## RECORDS SUPPLIED
_____

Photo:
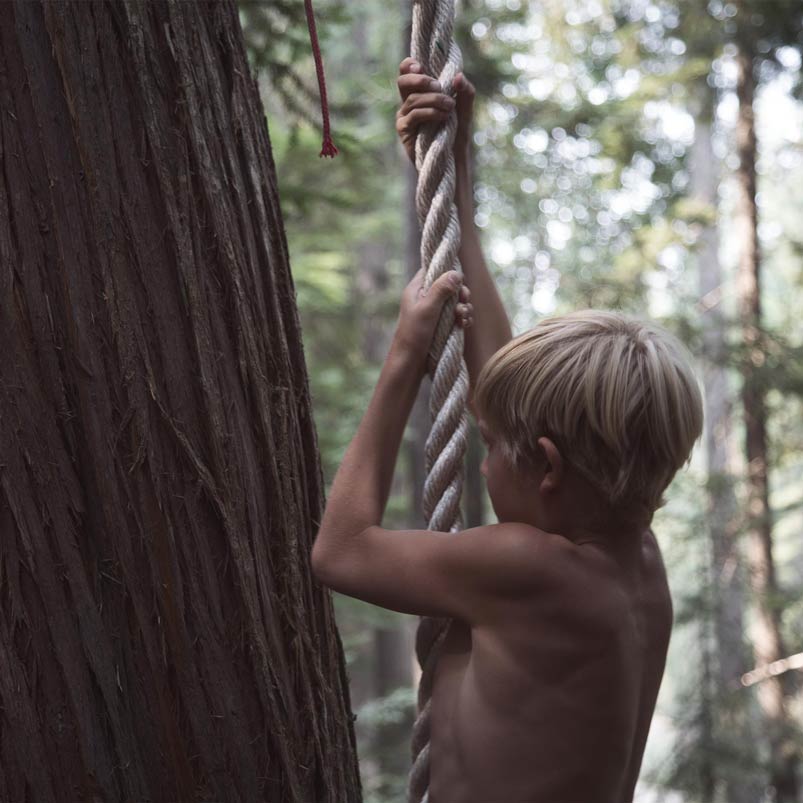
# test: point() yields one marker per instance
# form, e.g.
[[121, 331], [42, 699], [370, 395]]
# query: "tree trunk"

_____

## EXERCISE PROMPT
Copy the listing above verbatim, leaving out pictures.

## RESPONSE TO THE EXERCISE
Photo:
# test: point() yields one marker per instance
# form, e.g.
[[121, 331], [42, 699], [370, 395]]
# query: "tree trunk"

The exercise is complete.